**Document extract:**

• • •

To get there, we will take the approach of first solving a smaller but
more coherent problem -- how we get to deconstruction for arbitrary
classes and interfaces -- and then come back as needed with more
targeted tools for chipping away at the declaration overhead.
## Incomplete, canonical, nominal state descriptions
In the previous round, we described the state description of a carrier
class as a "complete, canonical, nominal state description" -- but this
reflected a sort of wishful thinking. What it really was was an
_incomplete_, canonical, nominal state description! Because we cannot
not stop the user from declaring additional state that might affect core
behavior -- and in fact, the whole point is to give the user more
freedom in defining the representation.
Acknowledging this means we gain some clarity but lose some concision.
The gained clarity is that a state description on an interface or class
means something narrower than initially claimed -- that this class has
these specific named components, and that it can be deconstructed with a
canonical deconstruction pattern, whose shape matches that of the state
description. The lost concision derives from lost semantics -- we
really don't have a principled basis for deriving the Object method
implementations in the face of arbitrary representation.
A class with a state description means that it has accessors for each
component, and has a canonical deconstruction pattern -- that's it
Saying that the state description is solely about access to components
(both individually and in bulk) allows us to drop all of the structural
restrictions we might be inclined to impose on such interfaces or
classes -- they can be final or not, extend other classes or not, they
can have whatever constructors they like, carriers can extend
non-carriers and vice versa, etc.
We will call a class or interface that has a state description in its
declaration a _deconstructible class_, and the elements of the state
description _class components_. Records become a restricted form of
deconstructible classes.
The rules about overriding components largely derive from the existing
rules about overriding their corresponding accessor methods; subclasses
can covariantly refine the type of an inherited superclass component,
but cannot have a component of the same name but a (sufficiently)
different type.
## What's left?
So, what's left? Quite a lot, of course; we've addressed the "how do
other classes and interfaces get pattern matching", but nothing else
yet. The "what's left" includes:
- Reconstruction (withers)
- Deriving implementations of accessors
- Compact constructors for deconstructible classes
- Deriving / streamlining object method implementation
We'll take these in turns, though I'm going to label some of these as
"for future discussion" to indicate that they are lower on the priority
list and guide discussions to the higher-priority items.

• • •

**Data for processing:**
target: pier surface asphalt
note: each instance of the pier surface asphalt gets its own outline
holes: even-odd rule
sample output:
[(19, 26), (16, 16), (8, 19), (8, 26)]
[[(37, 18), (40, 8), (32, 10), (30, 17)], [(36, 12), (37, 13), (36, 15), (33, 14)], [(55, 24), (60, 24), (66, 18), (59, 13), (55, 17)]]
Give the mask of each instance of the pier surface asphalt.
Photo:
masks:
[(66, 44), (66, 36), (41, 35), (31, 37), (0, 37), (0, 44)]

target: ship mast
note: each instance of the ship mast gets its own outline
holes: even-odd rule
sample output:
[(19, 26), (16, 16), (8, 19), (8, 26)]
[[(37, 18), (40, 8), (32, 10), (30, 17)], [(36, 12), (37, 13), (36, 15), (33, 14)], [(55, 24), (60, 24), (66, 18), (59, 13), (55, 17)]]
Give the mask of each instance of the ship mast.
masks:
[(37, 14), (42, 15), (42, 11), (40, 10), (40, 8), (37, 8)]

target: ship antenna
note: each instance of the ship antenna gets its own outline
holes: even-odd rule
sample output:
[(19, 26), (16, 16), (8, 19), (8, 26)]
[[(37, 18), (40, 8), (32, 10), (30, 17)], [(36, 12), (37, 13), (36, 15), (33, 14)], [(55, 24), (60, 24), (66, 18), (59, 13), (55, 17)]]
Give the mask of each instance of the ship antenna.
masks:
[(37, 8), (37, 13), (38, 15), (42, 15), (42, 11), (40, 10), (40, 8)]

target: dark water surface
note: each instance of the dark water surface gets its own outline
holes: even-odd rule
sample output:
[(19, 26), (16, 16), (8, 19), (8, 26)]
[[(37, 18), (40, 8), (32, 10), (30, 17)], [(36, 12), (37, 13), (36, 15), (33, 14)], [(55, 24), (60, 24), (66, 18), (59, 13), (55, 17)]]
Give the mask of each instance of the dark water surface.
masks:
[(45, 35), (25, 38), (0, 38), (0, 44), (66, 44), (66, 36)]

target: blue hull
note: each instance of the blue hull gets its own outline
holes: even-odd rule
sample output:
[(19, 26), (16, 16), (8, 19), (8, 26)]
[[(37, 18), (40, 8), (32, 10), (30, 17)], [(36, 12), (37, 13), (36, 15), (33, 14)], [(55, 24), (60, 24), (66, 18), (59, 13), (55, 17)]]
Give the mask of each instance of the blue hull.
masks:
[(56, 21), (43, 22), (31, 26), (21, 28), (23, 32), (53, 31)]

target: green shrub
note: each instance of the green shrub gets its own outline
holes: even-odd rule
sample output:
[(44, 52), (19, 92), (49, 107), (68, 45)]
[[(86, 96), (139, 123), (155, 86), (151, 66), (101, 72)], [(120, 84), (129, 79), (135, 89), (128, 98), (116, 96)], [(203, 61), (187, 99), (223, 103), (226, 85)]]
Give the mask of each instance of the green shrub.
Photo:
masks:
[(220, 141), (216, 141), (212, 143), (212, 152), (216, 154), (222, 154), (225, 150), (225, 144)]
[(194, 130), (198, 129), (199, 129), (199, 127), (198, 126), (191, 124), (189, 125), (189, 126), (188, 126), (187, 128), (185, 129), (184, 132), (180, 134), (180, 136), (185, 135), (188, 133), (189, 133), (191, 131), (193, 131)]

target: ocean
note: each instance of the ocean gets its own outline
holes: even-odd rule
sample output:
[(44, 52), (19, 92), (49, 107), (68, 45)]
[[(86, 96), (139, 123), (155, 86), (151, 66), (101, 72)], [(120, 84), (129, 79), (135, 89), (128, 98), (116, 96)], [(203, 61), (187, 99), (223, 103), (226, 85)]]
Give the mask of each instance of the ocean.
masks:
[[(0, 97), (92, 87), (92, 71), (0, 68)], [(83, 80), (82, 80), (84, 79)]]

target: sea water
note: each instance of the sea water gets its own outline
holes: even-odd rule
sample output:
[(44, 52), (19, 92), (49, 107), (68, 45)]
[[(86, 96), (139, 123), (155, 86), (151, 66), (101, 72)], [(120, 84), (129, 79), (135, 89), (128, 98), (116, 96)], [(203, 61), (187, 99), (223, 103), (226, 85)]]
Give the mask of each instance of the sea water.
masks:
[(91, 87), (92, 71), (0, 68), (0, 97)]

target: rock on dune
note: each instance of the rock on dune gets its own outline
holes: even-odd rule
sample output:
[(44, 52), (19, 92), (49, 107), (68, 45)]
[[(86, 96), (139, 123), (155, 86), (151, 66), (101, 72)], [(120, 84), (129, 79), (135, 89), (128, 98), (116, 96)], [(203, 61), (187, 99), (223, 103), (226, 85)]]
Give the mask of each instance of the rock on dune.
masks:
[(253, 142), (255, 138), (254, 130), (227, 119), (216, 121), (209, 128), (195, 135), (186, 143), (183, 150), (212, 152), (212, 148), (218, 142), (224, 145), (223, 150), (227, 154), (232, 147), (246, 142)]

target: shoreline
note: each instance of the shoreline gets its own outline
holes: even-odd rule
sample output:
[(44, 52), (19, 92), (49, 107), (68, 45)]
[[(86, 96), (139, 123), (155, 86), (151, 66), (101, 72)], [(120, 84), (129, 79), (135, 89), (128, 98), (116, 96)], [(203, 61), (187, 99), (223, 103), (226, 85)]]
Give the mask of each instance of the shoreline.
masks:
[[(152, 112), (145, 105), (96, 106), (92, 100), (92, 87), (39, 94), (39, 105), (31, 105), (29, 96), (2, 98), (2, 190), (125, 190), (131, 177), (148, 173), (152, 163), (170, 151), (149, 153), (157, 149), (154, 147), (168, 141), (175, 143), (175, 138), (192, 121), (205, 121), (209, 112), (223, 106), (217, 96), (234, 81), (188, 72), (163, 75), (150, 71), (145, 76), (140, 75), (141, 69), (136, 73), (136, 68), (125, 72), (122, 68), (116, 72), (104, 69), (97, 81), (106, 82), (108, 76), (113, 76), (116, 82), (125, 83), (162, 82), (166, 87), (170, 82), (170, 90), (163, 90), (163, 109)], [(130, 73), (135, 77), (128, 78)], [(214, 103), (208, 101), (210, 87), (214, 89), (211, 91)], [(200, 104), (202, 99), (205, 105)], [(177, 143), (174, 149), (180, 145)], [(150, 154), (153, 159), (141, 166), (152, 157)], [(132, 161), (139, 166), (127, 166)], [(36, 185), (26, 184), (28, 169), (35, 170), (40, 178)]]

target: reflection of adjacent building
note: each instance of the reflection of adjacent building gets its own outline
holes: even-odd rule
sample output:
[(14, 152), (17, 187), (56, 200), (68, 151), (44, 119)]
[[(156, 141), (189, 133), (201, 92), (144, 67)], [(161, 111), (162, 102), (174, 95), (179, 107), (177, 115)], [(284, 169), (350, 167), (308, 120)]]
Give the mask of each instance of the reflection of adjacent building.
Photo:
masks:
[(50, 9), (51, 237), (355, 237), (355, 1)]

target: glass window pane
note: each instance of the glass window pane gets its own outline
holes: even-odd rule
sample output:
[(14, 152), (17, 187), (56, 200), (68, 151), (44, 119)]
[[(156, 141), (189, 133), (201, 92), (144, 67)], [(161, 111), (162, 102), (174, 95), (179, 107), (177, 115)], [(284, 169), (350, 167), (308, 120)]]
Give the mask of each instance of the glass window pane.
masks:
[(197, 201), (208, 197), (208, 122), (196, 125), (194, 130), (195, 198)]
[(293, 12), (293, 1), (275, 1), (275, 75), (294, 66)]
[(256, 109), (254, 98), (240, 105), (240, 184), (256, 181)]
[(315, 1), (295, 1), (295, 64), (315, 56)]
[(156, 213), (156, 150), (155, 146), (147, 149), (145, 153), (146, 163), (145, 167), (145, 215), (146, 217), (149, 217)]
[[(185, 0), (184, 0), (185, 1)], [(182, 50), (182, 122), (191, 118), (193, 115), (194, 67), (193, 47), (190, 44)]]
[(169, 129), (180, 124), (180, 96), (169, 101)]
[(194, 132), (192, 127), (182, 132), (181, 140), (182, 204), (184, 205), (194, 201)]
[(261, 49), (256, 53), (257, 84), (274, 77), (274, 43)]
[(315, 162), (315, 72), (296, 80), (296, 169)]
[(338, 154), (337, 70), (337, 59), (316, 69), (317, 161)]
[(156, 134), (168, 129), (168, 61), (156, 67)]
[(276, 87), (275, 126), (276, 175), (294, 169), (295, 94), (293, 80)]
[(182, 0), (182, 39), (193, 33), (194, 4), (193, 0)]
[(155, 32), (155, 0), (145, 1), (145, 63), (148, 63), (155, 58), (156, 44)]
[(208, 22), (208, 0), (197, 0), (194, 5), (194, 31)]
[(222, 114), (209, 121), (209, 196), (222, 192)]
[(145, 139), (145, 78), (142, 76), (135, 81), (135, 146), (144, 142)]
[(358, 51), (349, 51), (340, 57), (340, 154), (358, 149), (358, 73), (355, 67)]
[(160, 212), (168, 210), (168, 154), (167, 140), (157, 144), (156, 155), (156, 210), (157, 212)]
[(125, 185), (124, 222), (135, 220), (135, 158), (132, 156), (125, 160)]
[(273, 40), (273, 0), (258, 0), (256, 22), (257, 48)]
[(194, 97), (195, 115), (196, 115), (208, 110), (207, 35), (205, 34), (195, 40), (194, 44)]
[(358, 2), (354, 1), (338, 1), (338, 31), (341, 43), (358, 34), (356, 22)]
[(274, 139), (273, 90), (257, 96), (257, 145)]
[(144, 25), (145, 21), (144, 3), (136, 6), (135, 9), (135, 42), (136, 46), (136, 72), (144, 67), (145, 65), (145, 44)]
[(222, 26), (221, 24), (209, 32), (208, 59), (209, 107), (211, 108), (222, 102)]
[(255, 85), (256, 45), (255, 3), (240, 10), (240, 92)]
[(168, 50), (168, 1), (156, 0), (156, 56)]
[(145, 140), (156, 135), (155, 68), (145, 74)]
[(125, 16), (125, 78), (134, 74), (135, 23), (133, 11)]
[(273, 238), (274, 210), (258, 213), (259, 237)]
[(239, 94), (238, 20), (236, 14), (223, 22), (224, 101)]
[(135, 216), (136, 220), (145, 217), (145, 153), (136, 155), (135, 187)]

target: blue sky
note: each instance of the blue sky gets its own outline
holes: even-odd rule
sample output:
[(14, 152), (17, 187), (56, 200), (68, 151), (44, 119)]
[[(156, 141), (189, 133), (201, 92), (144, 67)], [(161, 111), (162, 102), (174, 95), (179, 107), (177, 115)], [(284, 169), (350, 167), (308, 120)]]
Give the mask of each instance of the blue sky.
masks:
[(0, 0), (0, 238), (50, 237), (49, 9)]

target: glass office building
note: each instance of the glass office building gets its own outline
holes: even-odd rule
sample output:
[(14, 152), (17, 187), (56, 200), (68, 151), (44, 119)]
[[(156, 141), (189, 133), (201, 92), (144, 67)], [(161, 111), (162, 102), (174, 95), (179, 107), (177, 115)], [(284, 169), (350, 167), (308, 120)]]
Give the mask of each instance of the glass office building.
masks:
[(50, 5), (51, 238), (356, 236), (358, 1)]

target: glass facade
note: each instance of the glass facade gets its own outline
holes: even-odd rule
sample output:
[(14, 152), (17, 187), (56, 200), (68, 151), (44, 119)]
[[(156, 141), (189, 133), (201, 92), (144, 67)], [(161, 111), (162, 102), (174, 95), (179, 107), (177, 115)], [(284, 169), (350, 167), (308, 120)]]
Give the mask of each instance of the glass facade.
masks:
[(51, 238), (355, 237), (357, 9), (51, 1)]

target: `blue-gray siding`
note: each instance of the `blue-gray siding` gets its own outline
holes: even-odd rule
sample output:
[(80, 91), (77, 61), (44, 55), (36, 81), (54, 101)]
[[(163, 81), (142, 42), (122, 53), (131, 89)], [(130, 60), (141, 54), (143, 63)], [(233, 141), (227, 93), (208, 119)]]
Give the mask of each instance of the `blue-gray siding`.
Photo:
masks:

• • •

**Complete the following:**
• 1. Update the entries in the stretch from the line containing "target: dark water surface" through the line containing "32), (53, 31)]" by replacing "outline" with "contour" and changing nothing else. Return only those lines.
• 2. Please write what comes next in the text on deconstructible classes, starting after its final sentence.

**Task results:**
• 1.
target: dark water surface
note: each instance of the dark water surface gets its own contour
holes: even-odd rule
sample output:
[(19, 26), (16, 16), (8, 19), (8, 26)]
[[(37, 18), (40, 8), (32, 10), (30, 17)], [(36, 12), (37, 13), (36, 15), (33, 14)], [(55, 24), (60, 24), (66, 18), (59, 13), (55, 17)]]
Give the mask of each instance of the dark water surface.
masks:
[(45, 35), (25, 38), (0, 38), (0, 44), (66, 44), (66, 36)]

target: blue hull
note: each instance of the blue hull gets its own contour
holes: even-odd rule
sample output:
[(19, 26), (16, 16), (8, 19), (8, 26)]
[[(37, 18), (40, 8), (32, 10), (30, 17)], [(36, 12), (37, 13), (36, 15), (33, 14)], [(55, 24), (60, 24), (66, 18), (59, 13), (55, 17)]]
Give the mask of each instance of the blue hull.
masks:
[(56, 21), (43, 22), (31, 26), (21, 28), (23, 32), (53, 31)]

• 2.
### Reconstruction
Reconstruction (withers) requires an underlying canonical
constructor-deconstructor pair. Records always have these, so they
always qualify for reconstruction. But we said earlier that we make no
assumptions about the construction protocol of arbitrary deconstructible
classes, so how do they qualify for reconstructibility?
We have long struggled with the question of what aspects of this have to
be explicitly declared vs what aspects can be reasonably inferred by
structure. Given that we've raised deconstructibility not only to a
language feature, but to a prominent place in the class declaration, it
seems reasonable to say that:
- A constructor of a deconstructible class D is canonical if it
matches the state description of D.
- A deconstructible class D is reconstructible by client C if D has a
canonical constructor and that constructor is accessible to C.
That is, given a deconstructible class, which has a canonical state
description, we can structurally recognize when a constructor is
canonical, and derive reconstruction if that constructor is present and
accessible.
It may further be desirable to restrict reconstruction to final classes,
as this reduces the risk of "decapitation", which seems to freak people
out quite a lot when they learn about the risk (I think this is mostly
"unfamiliarity bias", but is a restriction worth considering.)
### Derived fields in records
By far the most common profile of "almost records" is "records that want
to derive some state from their components and cache it." The previous
proposal addressed this through carrier classes; after some evaluation,
I think it is better to handle this within records themselves.
We've recently exposed the "lazy constants" work through an API class,
but the long-term goal has always been to sediment these into the
language eventually. Over there, there are discussions going on about
"cached instance methods" or "lazy instance fields" would allow us to
expose lazily derived, cached state in records without undermining the
record imperative. Of course, this mechanism would be available to
classes other than records as well.
Extending the reach of records takes some pressure off of the use cases
for carrier classes, as more things that are "almost record" can become
real records. So we'll let the work on laziness play out, and see to
what extent it addresses the concerns about "records aren't expressive
enough."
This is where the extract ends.